REQUIRED TASK:
Please identify each line in the records below that contains the word "would" and copy it out. Case counts.

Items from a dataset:
begin
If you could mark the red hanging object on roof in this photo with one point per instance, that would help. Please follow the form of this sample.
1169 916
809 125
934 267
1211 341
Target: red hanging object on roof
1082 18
end
begin
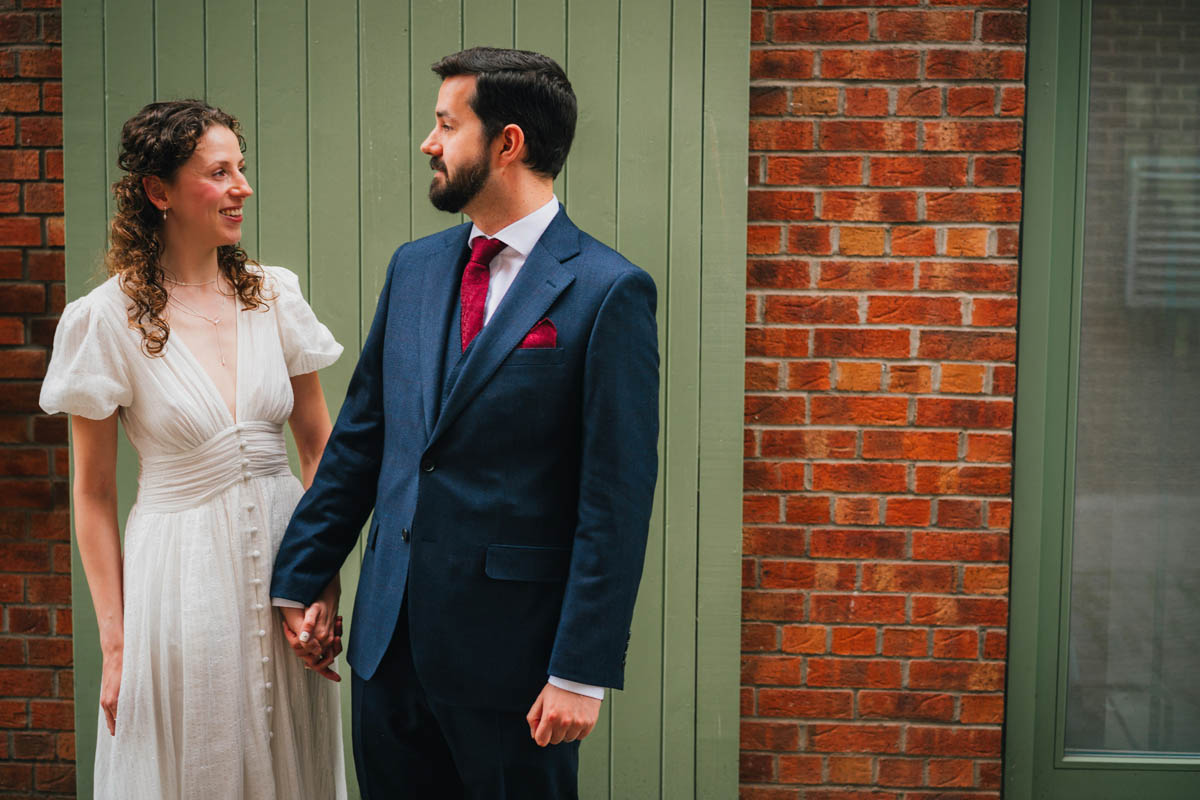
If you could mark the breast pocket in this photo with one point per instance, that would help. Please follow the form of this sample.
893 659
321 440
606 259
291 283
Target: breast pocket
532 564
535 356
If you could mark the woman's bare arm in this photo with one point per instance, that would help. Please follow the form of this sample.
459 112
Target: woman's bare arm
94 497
end
THE OUTPUT:
If you could mark the red hanging object on roof in this photo with one point per instance, that would help. Please follow the form of this sample.
If you could mark the breast pocket in this photo with one point per instance, that would help. Please follow the form of this sample.
If you could mark the woman's bare arm in this photo with one point per instance, that would help. Please follow the form of this sample.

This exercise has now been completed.